Requirement :: Set down each line of the data below exactly as it stands, dropping the pictures.

(Stored dataset items)
◆ ◆ ◆ ◆

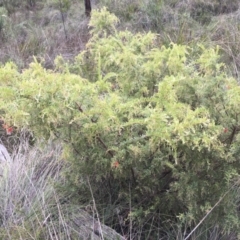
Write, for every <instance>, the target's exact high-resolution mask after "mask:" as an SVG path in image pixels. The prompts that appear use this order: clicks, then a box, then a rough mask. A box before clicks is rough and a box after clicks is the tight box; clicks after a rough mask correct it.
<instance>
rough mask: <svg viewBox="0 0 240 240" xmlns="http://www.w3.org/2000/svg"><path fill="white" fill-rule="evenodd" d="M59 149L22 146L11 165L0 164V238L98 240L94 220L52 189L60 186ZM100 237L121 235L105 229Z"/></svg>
mask: <svg viewBox="0 0 240 240" xmlns="http://www.w3.org/2000/svg"><path fill="white" fill-rule="evenodd" d="M61 154H62V148H61V146H60V145H58V144H56V145H53V144H51V146H47V147H45V148H41V147H31V148H30V147H29V146H28V144H26V143H24V144H23V143H22V144H21V145H20V146H19V147H18V149H17V150H16V151H15V152H14V153H13V159H12V161H11V162H4V163H3V162H2V163H1V165H0V174H1V175H0V239H5V240H7V239H9V240H10V239H11V240H12V239H22V240H27V239H36V240H38V239H59V240H60V239H62V240H67V239H100V237H99V236H98V235H96V233H95V232H94V231H95V230H94V228H96V224H97V222H96V220H95V219H94V218H93V217H92V215H90V214H89V213H88V212H87V211H85V208H84V206H83V207H81V206H79V205H74V204H70V203H68V201H67V197H63V196H62V195H61V194H59V192H58V191H57V190H56V186H57V185H64V177H63V176H62V175H63V174H62V168H63V165H64V163H63V161H62V160H61ZM101 229H102V234H103V235H104V236H107V237H112V238H111V239H114V238H115V237H116V236H118V237H119V239H121V236H120V235H118V234H117V233H115V232H114V231H113V230H112V229H110V228H108V227H107V226H102V228H101Z"/></svg>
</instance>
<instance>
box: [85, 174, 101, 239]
mask: <svg viewBox="0 0 240 240" xmlns="http://www.w3.org/2000/svg"><path fill="white" fill-rule="evenodd" d="M87 181H88V185H89V189H90V192H91V196H92V201H93V210H95V211H96V215H97V221H98V222H97V223H98V224H97V229H95V227H96V225H95V224H94V226H93V228H94V229H93V230H94V233H95V234H99V235H100V237H101V239H102V240H104V237H103V231H102V226H101V222H100V218H99V214H98V211H97V207H96V203H95V199H94V196H93V191H92V187H91V184H90V181H89V177H87ZM96 230H97V231H96Z"/></svg>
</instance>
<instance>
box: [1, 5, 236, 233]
mask: <svg viewBox="0 0 240 240" xmlns="http://www.w3.org/2000/svg"><path fill="white" fill-rule="evenodd" d="M115 24H118V19H117V18H116V17H115V16H114V15H111V14H109V12H107V11H106V9H103V10H100V11H93V13H92V19H91V21H90V24H89V25H90V27H91V28H90V29H91V33H92V38H91V39H90V41H89V43H88V45H87V48H86V50H85V51H84V52H82V53H80V54H79V55H78V56H77V57H76V60H75V62H74V63H73V64H69V63H66V62H65V61H64V60H63V59H62V58H61V57H58V58H57V59H56V61H55V63H56V69H55V70H46V69H44V68H43V67H42V65H41V64H40V63H38V62H37V61H34V62H33V63H32V64H31V65H30V66H29V68H28V69H25V70H23V71H22V72H19V71H18V70H17V68H16V66H15V65H14V64H13V63H7V64H6V65H4V66H2V67H1V68H0V84H1V91H0V109H1V117H2V118H3V119H4V120H5V121H6V122H7V123H8V125H14V126H16V127H18V128H21V127H28V128H29V129H31V130H32V131H33V132H34V134H35V136H36V137H39V138H40V137H44V138H45V139H49V138H57V139H61V140H62V141H63V142H64V143H65V149H64V153H63V156H64V158H65V159H66V160H67V161H68V163H69V164H70V170H69V171H68V172H66V176H67V180H68V186H69V187H68V189H67V191H68V193H69V194H70V196H72V198H73V199H75V201H79V202H84V203H89V201H90V200H91V195H90V192H89V185H88V183H87V182H88V181H86V179H87V177H88V178H89V179H90V183H91V186H92V190H93V194H94V197H95V200H96V203H97V206H98V210H99V212H100V213H101V214H102V216H104V217H105V222H108V223H111V224H112V223H114V222H115V223H118V226H119V227H121V228H124V229H126V228H127V226H128V224H127V223H129V222H131V223H132V224H131V229H133V228H134V226H139V224H143V226H144V228H145V229H148V228H149V229H150V228H151V229H152V233H151V234H153V236H154V233H156V232H157V231H156V229H155V227H157V226H158V227H159V226H160V225H161V226H163V225H164V224H167V223H170V224H172V222H174V221H175V220H176V219H177V218H178V219H180V220H182V221H185V223H186V222H187V223H188V224H190V225H191V224H196V223H198V221H199V219H201V218H202V217H203V216H204V215H205V214H206V213H207V212H208V211H209V210H210V209H211V207H212V206H213V205H214V204H215V203H216V202H217V201H218V200H219V199H220V197H221V196H222V195H223V194H224V193H225V192H227V190H228V189H229V187H230V186H231V185H232V184H233V181H234V180H235V177H236V176H238V173H239V167H240V166H239V164H240V163H239V152H240V148H239V146H240V144H239V141H240V135H239V124H240V123H239V117H240V108H239V102H240V87H239V86H238V84H237V81H236V80H235V79H233V78H231V77H229V76H228V75H227V73H226V71H225V67H224V65H223V64H221V63H219V54H218V48H216V49H206V48H204V47H203V46H201V45H199V46H196V47H195V48H194V49H193V48H190V47H188V46H181V45H176V44H174V43H172V44H171V45H170V46H168V47H165V46H161V45H159V44H158V41H157V37H158V36H157V35H155V34H153V33H151V32H149V33H144V34H143V33H141V34H140V33H137V34H133V33H131V32H129V31H117V30H116V29H115ZM234 204H235V198H234V196H233V194H232V192H231V191H230V192H229V193H228V194H227V196H225V198H224V199H223V200H222V201H221V203H220V204H219V205H218V206H217V208H215V209H214V211H213V212H212V213H211V215H210V216H209V217H208V219H207V221H212V223H215V222H216V221H217V222H218V223H219V224H221V223H224V225H225V226H229V228H228V229H230V228H231V227H237V226H238V219H237V211H236V210H235V209H236V206H235V205H234ZM119 215H121V217H123V219H124V222H121V221H119ZM149 219H150V220H149ZM166 220H168V221H166ZM132 231H133V230H132ZM143 234H144V231H143Z"/></svg>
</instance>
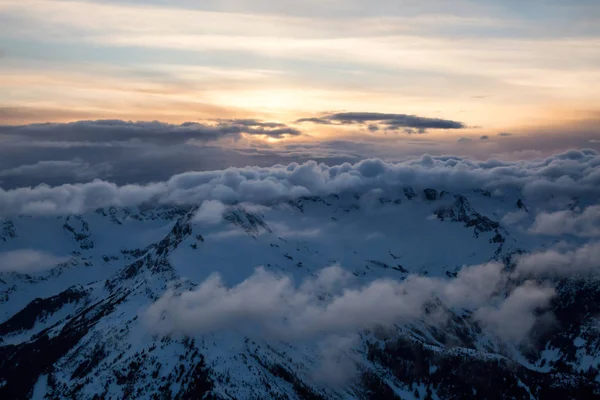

◆ ◆ ◆ ◆

Answer box ::
Write, for every <instance>, the target's exact high-resolution mask after "mask:" as an SVG path in image pixels. The prompts that appear use this order: clicks, then a box, then a rough mask. A box before clicks is rough and a box after clicks is the tight box; clicks after a rough mask correct it.
<instance>
rough mask: <svg viewBox="0 0 240 240" xmlns="http://www.w3.org/2000/svg"><path fill="white" fill-rule="evenodd" d="M59 149L22 146L11 165L0 164V238L98 240L94 220L52 189L60 186ZM100 237L121 235L105 229Z"/></svg>
mask: <svg viewBox="0 0 240 240" xmlns="http://www.w3.org/2000/svg"><path fill="white" fill-rule="evenodd" d="M61 154H62V148H61V146H60V145H58V144H56V145H53V144H51V146H47V147H45V148H41V147H31V148H30V147H29V146H28V144H26V143H24V144H23V143H22V144H21V145H20V146H19V147H18V149H17V150H16V151H15V152H14V153H13V159H12V161H11V162H4V163H3V162H2V163H1V165H0V174H1V175H0V239H5V240H7V239H9V240H10V239H11V240H12V239H22V240H27V239H36V240H38V239H59V240H60V239H62V240H67V239H100V237H99V236H98V235H96V233H95V232H94V231H95V230H94V228H96V224H97V222H96V220H95V219H94V218H93V217H92V215H90V214H89V213H88V212H87V211H85V208H84V206H83V207H81V206H79V205H74V204H70V203H68V201H67V197H63V196H62V195H61V194H59V192H58V191H57V190H56V186H57V185H64V177H63V176H62V175H63V174H62V168H63V165H64V163H63V161H62V160H61ZM101 229H102V234H103V235H104V236H107V237H112V238H111V239H114V238H115V237H116V236H118V237H119V239H121V236H120V235H118V234H117V233H115V232H114V231H113V230H112V229H110V228H108V227H107V226H102V228H101Z"/></svg>
</instance>
<instance>
box: [85, 174, 101, 239]
mask: <svg viewBox="0 0 240 240" xmlns="http://www.w3.org/2000/svg"><path fill="white" fill-rule="evenodd" d="M87 181H88V185H89V189H90V192H91V196H92V201H93V210H95V211H96V215H97V221H98V222H97V223H98V224H97V229H95V227H96V225H95V224H94V226H93V228H94V229H93V230H94V233H95V234H99V235H100V237H101V239H102V240H104V237H103V231H102V226H101V222H100V218H99V214H98V211H97V207H96V203H95V199H94V196H93V191H92V187H91V184H90V181H89V177H87ZM96 230H97V231H96Z"/></svg>
</instance>
<instance>
box: [1, 5, 236, 233]
mask: <svg viewBox="0 0 240 240" xmlns="http://www.w3.org/2000/svg"><path fill="white" fill-rule="evenodd" d="M115 24H118V19H117V18H116V17H115V16H114V15H111V14H109V12H107V11H106V9H103V10H100V11H93V13H92V19H91V21H90V24H89V25H90V27H91V28H90V29H91V33H92V38H91V39H90V41H89V43H88V45H87V48H86V50H85V51H84V52H82V53H80V54H79V55H78V56H77V57H76V60H75V62H74V63H73V64H69V63H66V62H65V61H64V60H63V59H62V58H61V57H58V58H57V59H56V61H55V63H56V69H55V70H46V69H44V68H43V67H42V65H41V64H40V63H38V62H37V61H34V62H33V63H32V64H31V65H30V66H29V68H28V69H25V70H23V71H22V72H19V71H18V70H17V68H16V66H15V65H14V64H13V63H7V64H6V65H4V66H2V67H1V68H0V84H1V91H0V109H1V117H2V118H3V119H4V120H5V121H6V122H7V123H8V125H14V126H16V127H18V128H21V127H28V128H29V129H31V130H32V131H33V132H34V134H35V136H36V137H39V138H40V137H44V138H45V139H49V138H57V139H61V140H62V141H63V142H64V143H65V149H64V153H63V156H64V158H65V159H66V160H67V161H68V163H69V164H70V170H69V171H68V172H66V176H67V180H68V186H69V187H68V189H67V191H68V193H69V194H70V196H72V198H73V199H75V201H79V202H84V203H89V201H90V200H91V195H90V192H89V185H88V183H87V182H88V181H86V179H87V177H88V178H89V179H90V183H91V186H92V190H93V194H94V197H95V200H96V203H97V206H98V210H99V212H100V213H101V214H102V216H104V217H105V222H108V223H111V224H112V223H114V222H115V223H118V226H119V227H121V228H124V229H126V228H127V226H128V224H127V223H129V222H131V223H132V224H131V229H133V228H134V226H139V224H143V226H144V228H145V229H148V228H149V229H150V228H151V229H152V233H151V234H153V236H154V233H156V232H157V231H156V229H155V227H157V226H158V227H159V226H160V225H161V226H163V225H164V224H167V223H170V224H172V222H174V221H175V220H176V219H177V218H178V219H180V220H182V221H185V223H186V222H187V223H188V224H190V225H191V224H196V223H198V221H199V219H201V218H202V217H203V216H204V215H205V214H206V213H207V212H208V211H209V210H210V209H211V207H212V206H213V205H214V204H215V203H216V202H217V201H218V200H219V199H220V197H221V196H222V195H223V194H224V193H225V192H227V190H228V189H229V187H230V186H231V185H232V184H233V181H234V180H235V177H236V176H238V173H239V167H240V166H239V164H240V163H239V152H240V148H239V146H240V144H239V141H240V135H239V124H240V123H239V117H240V108H239V102H240V87H239V86H238V84H237V81H236V80H235V79H233V78H231V77H229V76H228V75H227V73H226V71H225V67H224V65H223V64H221V63H219V54H218V48H216V49H206V48H204V47H203V46H201V45H199V46H196V47H195V48H194V49H193V48H190V47H188V46H181V45H176V44H174V43H172V44H171V45H170V46H168V47H165V46H161V45H159V44H158V41H157V37H158V36H157V35H155V34H153V33H151V32H149V33H144V34H143V33H141V34H140V33H137V34H133V33H131V32H129V31H117V30H116V29H115ZM234 204H235V198H234V196H233V194H232V192H231V191H230V192H229V193H228V194H227V196H225V198H224V199H223V200H222V201H221V203H220V204H219V205H218V206H217V208H215V209H214V211H213V212H212V213H211V215H210V216H209V217H208V219H207V221H212V223H215V222H216V221H217V222H218V223H219V224H221V223H224V225H225V226H229V228H228V229H230V228H231V227H237V226H238V219H237V211H236V210H235V209H236V206H235V205H234ZM119 215H121V217H123V219H124V222H121V221H119ZM149 219H150V220H149ZM166 220H168V221H166ZM132 231H133V230H132ZM143 234H144V231H143Z"/></svg>
</instance>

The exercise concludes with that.